(SUPPLIED ENTRIES)
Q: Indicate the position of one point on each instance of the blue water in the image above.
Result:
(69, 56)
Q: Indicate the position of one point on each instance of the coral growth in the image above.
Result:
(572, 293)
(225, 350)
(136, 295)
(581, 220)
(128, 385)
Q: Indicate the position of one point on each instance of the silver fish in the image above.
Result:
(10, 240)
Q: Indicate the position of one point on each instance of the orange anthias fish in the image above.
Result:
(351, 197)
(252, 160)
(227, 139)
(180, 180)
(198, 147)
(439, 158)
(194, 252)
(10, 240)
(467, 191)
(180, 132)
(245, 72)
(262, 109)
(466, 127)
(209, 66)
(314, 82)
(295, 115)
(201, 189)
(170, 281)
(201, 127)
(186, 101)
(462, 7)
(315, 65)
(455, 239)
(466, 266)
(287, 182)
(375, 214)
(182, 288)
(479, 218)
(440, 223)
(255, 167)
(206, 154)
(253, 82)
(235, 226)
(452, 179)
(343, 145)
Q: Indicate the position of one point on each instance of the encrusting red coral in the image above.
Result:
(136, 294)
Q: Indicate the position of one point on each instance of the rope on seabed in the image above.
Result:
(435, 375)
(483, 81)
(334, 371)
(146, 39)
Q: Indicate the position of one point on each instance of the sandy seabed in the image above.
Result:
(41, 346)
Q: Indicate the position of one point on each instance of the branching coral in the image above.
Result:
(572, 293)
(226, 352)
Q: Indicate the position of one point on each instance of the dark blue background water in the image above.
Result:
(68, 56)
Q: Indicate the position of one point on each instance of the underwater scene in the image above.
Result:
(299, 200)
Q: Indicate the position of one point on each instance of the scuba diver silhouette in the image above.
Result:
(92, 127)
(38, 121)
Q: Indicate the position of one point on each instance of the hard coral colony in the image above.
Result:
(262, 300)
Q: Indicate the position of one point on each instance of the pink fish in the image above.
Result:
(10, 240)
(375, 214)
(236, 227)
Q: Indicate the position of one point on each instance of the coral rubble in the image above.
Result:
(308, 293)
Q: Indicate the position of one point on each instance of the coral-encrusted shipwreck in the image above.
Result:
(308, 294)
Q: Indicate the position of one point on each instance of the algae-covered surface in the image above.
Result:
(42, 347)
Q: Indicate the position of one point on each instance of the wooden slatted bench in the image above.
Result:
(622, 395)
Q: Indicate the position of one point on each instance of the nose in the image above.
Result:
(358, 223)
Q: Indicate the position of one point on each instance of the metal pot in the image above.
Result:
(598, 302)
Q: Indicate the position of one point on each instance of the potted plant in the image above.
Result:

(TASK DESCRIPTION)
Rewrite all of the items above, changing every "instance" to "occurrence" and keeping everything else the same.

(WRITTEN RESPONSE)
Q: Indicate the position of one point on each occurrence of the blue water in the image above.
Result:
(69, 56)
Q: Indicate the position of one point on each occurrence of the coral growth in the image above.
Result:
(572, 293)
(225, 350)
(136, 295)
(581, 220)
(128, 385)
Q: Indicate the position of one point on each occurrence of the silver fish in the image above.
Result:
(10, 240)
Q: Indicate the position of one point on each occurrence of the orange anthias fish in the image above.
Result:
(351, 197)
(252, 160)
(227, 139)
(180, 180)
(198, 147)
(439, 158)
(194, 252)
(10, 240)
(467, 191)
(180, 132)
(245, 72)
(262, 109)
(466, 127)
(209, 66)
(314, 82)
(295, 115)
(201, 189)
(170, 281)
(201, 127)
(186, 101)
(462, 7)
(315, 65)
(455, 239)
(466, 266)
(287, 182)
(375, 214)
(182, 288)
(479, 218)
(440, 223)
(255, 167)
(206, 154)
(253, 82)
(235, 226)
(452, 179)
(343, 145)
Q: Indicate the position of one point on each occurrence of the encrusting red coral in the image above.
Result:
(136, 294)
Q: Indicate the position of one point on each occurrence of the rope on seabed in the image above.
Result:
(435, 375)
(483, 81)
(334, 371)
(146, 39)
Q: Indicate the position of one point on each occurrence of the sandy seabed in the image above.
Result:
(41, 346)
Q: Indicate the position of one point on each occurrence of the branching coral in the image above.
Result:
(572, 293)
(226, 352)
Q: Indicate the position of one point on each occurrence of the dark blue background water in the image above.
Result:
(68, 56)
Q: Indicate the position of one point on each occurrence of the underwater scene in the image above.
Result:
(299, 200)
Q: Indicate the position of one point on each occurrence of the scuba diver silhouette in the image above.
Result:
(92, 127)
(38, 121)
Q: Indicate the position of one point on each occurrence of the hard coral colony in the image above.
Result:
(262, 300)
Q: Indicate the position of one point on each occurrence of the pink fish in the image above.
Result:
(10, 240)
(375, 214)
(236, 227)
Q: Indicate the position of one point on each occurrence of the coral rubble in the image above.
Result:
(308, 293)
Q: Indicate the position of one point on each occurrence of the coral-encrusted shipwreck in the image above.
Result:
(308, 294)
Q: Indicate the position of one point on each occurrence of the algae-covered surface in the image above.
Result:
(42, 347)
Q: Indicate the position of one point on each occurrence of the wooden slatted bench in the image above.
Result:
(622, 395)
Q: Indicate the position of one point on each occurrence of the nose in the image above.
Result:
(358, 223)
Q: Indicate the position of one point on each occurrence of the metal pot in the image above.
Result:
(598, 302)
Q: Indicate the position of one point on each occurrence of the potted plant in the image above.
Result:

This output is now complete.